PROBLEM DESCRIPTION: Rescale the items from the line containing "Target: flowing red fabric" through the end of the items, both ends included. Rewrite only those lines, requests included, and multiply every point coordinate in the answers by 1.5, rounding to whole numbers with halves going up.
=== PROVIDED MATERIAL ===
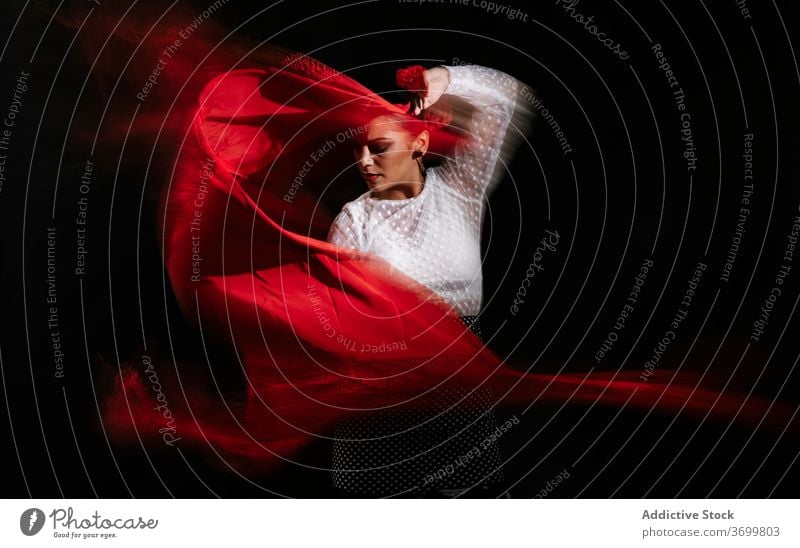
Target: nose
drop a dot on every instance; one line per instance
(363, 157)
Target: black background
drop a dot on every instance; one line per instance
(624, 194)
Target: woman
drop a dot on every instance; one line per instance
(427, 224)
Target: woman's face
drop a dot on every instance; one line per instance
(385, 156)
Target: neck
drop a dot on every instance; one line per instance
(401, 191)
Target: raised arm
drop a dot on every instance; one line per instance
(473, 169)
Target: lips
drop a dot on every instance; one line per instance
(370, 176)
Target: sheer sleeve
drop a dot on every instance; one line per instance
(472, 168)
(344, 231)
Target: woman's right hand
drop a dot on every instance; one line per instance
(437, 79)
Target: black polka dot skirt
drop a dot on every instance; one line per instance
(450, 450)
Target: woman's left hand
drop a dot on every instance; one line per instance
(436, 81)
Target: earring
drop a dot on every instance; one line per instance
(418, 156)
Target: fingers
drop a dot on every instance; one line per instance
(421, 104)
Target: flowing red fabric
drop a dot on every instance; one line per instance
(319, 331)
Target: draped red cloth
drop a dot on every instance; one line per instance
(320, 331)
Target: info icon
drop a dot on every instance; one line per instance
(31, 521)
===
WORKED ANSWER:
Target: flowing red fabric
drop a dot on every instance; one line per instance
(479, 497)
Target: draped red cloth
drop a dot on every instance; one line per instance
(480, 497)
Target: info icon
drop a dot on every instance; one line per instance
(47, 782)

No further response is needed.